## Provided information
***

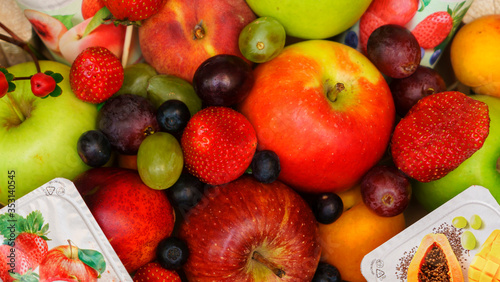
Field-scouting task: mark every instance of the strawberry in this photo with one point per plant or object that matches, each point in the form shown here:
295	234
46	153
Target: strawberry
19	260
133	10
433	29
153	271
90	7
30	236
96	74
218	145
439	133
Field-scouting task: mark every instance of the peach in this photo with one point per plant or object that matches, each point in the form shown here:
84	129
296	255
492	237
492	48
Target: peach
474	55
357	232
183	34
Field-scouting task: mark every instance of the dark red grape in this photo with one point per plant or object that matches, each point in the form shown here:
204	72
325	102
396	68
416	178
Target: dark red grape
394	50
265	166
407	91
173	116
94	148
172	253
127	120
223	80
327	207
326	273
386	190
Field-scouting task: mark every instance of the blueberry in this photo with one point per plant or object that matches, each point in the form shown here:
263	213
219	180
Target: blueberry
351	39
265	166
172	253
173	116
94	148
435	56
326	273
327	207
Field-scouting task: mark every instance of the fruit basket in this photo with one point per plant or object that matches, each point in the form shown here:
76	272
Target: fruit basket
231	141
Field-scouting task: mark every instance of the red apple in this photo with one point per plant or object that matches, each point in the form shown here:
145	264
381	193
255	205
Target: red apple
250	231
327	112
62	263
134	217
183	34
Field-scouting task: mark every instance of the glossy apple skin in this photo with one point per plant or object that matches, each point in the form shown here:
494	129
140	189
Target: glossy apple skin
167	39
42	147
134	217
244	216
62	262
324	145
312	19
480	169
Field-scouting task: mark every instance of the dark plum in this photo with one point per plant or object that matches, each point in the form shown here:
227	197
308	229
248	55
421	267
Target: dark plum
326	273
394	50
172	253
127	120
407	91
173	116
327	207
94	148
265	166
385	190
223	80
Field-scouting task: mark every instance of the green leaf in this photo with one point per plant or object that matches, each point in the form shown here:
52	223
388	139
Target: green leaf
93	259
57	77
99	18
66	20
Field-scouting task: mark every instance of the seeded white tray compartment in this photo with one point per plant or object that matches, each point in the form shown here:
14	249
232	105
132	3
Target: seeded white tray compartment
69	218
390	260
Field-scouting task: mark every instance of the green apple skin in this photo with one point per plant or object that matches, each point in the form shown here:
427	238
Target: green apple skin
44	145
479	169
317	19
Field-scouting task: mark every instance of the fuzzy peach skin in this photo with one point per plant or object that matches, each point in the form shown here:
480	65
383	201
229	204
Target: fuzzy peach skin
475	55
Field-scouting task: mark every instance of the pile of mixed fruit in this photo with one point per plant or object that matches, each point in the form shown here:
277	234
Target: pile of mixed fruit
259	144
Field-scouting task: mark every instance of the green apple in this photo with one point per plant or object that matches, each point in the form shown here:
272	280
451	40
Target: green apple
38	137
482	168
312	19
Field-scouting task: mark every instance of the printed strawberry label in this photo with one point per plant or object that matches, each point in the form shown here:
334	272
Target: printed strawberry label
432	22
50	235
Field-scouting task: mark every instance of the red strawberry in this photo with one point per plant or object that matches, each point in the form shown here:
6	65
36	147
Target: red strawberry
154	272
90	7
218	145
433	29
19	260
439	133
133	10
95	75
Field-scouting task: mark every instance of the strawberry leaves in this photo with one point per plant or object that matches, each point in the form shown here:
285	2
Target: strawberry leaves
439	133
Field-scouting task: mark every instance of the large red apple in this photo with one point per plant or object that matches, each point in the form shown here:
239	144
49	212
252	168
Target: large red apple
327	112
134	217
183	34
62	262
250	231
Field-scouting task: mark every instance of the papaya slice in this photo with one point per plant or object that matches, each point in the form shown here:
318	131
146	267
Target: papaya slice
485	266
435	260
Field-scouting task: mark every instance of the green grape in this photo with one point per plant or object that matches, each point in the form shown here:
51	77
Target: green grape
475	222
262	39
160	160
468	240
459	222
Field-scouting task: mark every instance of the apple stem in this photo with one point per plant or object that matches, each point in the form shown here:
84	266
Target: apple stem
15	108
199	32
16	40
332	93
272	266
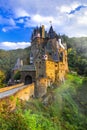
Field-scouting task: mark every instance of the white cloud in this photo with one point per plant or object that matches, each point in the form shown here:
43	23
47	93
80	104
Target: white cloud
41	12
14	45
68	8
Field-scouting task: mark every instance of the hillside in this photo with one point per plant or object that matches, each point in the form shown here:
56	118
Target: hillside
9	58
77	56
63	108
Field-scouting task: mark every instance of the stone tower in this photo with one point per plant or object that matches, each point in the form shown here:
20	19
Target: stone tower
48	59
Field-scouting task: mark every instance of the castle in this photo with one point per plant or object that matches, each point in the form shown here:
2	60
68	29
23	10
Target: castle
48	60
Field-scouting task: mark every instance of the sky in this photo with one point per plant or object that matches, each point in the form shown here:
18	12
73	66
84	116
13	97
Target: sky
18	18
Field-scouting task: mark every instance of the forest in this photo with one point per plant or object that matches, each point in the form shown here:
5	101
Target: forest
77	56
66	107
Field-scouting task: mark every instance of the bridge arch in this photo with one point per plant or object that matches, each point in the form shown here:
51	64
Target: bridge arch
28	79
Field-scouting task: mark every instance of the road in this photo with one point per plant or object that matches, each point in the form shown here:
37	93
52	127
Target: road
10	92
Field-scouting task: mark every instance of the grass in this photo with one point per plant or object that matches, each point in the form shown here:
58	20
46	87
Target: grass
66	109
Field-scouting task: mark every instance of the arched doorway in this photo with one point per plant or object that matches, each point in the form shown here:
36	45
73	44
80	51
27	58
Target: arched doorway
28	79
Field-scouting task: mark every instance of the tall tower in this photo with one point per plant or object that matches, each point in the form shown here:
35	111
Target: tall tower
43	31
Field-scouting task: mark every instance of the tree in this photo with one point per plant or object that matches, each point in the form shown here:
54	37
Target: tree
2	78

***

## Exercise prompt
Leave out the pictures and copy everything else in the records word for word.

## Problem solution
Field-scouting task: mark every instance of the strawberry in this photo with one point per plant or object that matches, each point in the form shown here:
295	234
46	153
Target: strawberry
19	260
133	10
433	29
153	271
90	7
30	236
96	74
218	145
439	133
Field-scouting task: mark every instance of the peach in this photo with one point per plant or object that matches, each point in the form shown here:
84	129
296	255
492	237
492	48
Target: peach
474	55
357	232
183	34
Field-scouting task: mark every instance of the dark red grape in this photo with one point per plant or object that matches, each point in the form shown here:
204	72
325	102
396	68
416	178
Target: dark red grape
394	50
265	166
407	91
173	116
94	148
172	253
127	120
223	80
327	207
326	273
386	190
Field-scouting task: mark every instance of the blueberry in this photo with one point per plant or object that matches, each point in the form shown here:
263	213
219	180
Target: blueberry
351	39
265	166
172	253
173	116
94	148
435	56
326	273
327	207
Field-scouting task: mark every instance of the fruit basket in this photo with one point per plant or object that matches, each point in the form shown here:
76	272
Target: fruit basket
231	141
Field-scouting task: mark every instance of the red apple in this photo with one point per plant or object that matches, each point in the form shown here:
145	264
381	193
255	205
Target: red apple
250	231
327	112
62	263
134	217
183	34
Field-scouting task: mark every instance of the glossy apple skin in this photo with one point per plant or object that matches, each point in the form shown here:
494	129
140	189
Target: glossy apple skin
167	39
42	147
134	217
244	216
62	262
324	145
312	19
480	169
Field-scouting task: mark every instance of the dark plum in this photo with one point per plant or object that matches, each point in the form shown here:
227	197
308	229
248	55
421	267
Target: dark plum
326	273
394	50
172	253
127	120
407	91
173	116
327	207
94	148
265	166
385	190
223	80
Field-scouting task: mark every instance of the green leaf in this photo with one point per plant or object that matches, each point in the form shown here:
52	223
388	139
Target: green leaf
93	259
57	77
99	18
66	20
Field-scouting task: mark every instance of the seeded white tray compartment in this photo with one point per plant or object that matches, each point in the form shown here:
14	249
232	105
132	3
Target: seeded white tray compartment
69	218
390	260
Field-scouting task: mark every instance of the green apple skin in this photo with one point per plant or object that matches, each point in the form shown here:
427	238
Target: green apple skin
44	145
479	169
317	19
Field-scouting task: mark every instance of the fuzzy peach skin in this photo with one point per plant or object that matches, each point in the form shown here:
480	65
383	201
229	204
Target: fuzzy peach skin
475	55
Field-scouting task: mark every instance of the pile of mixed fruit in this photo with one point per plant or object that matches, each point in the form shown here:
277	234
Target: pile of mixed fruit
259	144
Field-scouting task: mark every instance of the green apple in this photo with one point per plant or object that matches, each point in the form shown here:
272	280
451	40
Target: green apple
38	137
482	168
312	19
Field-scouting task: mark every instance of the printed strawberry label in this photo with one point per plant or object that matches, each point in the form shown here:
334	272
Target: printed strawberry label
432	22
50	235
Field-scouting task: mark every instance of the red strawberry in this photo with one point per plant or object that matches, each point in the form shown here:
6	65
36	147
Target: red strawberry
154	272
90	7
218	145
433	29
19	260
439	133
133	10
95	75
Field-scouting task: mark every instance of the strawberry leaves in this photo with one point per plant or object that matches, each point in the form shown here:
285	2
Target: strawberry leaves
439	133
Field-scouting task: mark every instance of the large red apple in this photo with one point per plant or object that matches, each point in the form shown here:
239	144
49	212
252	168
Target: large red apple
327	112
134	217
183	34
62	262
250	231
Field-scouting task: mark every instance of the papaya slice in this photo with one point per plant or object that matches, each point in the form shown here:
318	131
146	267
Target: papaya slice
485	266
435	260
Field-scouting task: mark every instance of the green grape in this photo with one point per plant or object that matches, each point in the form shown here:
51	77
Target: green grape
475	222
262	39
160	160
468	240
459	222
Field-scouting task: mark every instance of the apple stem in this photo with one point per plant or object that matches, each point in the form shown here:
84	266
Target: apple stem
15	108
199	32
16	40
332	93
272	266
Field-scouting task: mark every instance of the white cloud in this photo with one point per plant or object that matches, each point in the form shown here:
43	23
47	93
80	104
Target: white cloud
41	12
14	45
68	8
Field-scouting task: mark every instance of the hillside in this photo with one point per plant or object that matches, each point in the form shown here:
56	118
Target: hillside
9	58
77	56
63	108
Field-scouting task: mark every instance of the stone tower in this photo with one point per plant or object that matches, each point in the form shown here:
20	19
Target: stone tower
48	59
Field-scouting task: mark every instance of the castle in this photo with one point per plant or object that matches, each point in the form shown here:
2	60
68	29
23	10
Target: castle
48	60
Field-scouting task: mark every instance of the sky in this photo with one point per plant or object that matches, each point in the form shown here:
18	12
73	66
84	116
13	97
Target: sky
18	18
Field-scouting task: mark every instance of the forest in this photo with one point per plant or object that matches, each point in the form shown here:
5	101
Target: forest
77	56
66	107
Field-scouting task: mark every instance of the bridge arch in this photo with one point per plant or object that matches, each point in the form shown here:
51	64
Target: bridge arch
28	79
Field-scouting task: mark every instance of the road in this photo with one point per plant or object that matches, each point in the form shown here:
37	93
52	127
Target: road
10	92
Field-scouting task: mark every instance of the grass in this photo with one point per plant or object that matches, each point in the form shown here:
58	20
46	87
Target: grass
66	109
Field-scouting task: mark every instance of the arched doorway in this photo with one point per plant or object that matches, each point in the form shown here:
36	45
73	44
80	51
27	58
Target: arched doorway
28	79
Field-scouting task: mark every instance of the tall tower in this photo with one point per plant or object that matches, each point in the form shown here:
35	111
Target: tall tower
43	31
Field-scouting task: mark every instance of the tree in this photo with one point per plant or object that matches, each point in the form shown here:
54	37
Target: tree
2	78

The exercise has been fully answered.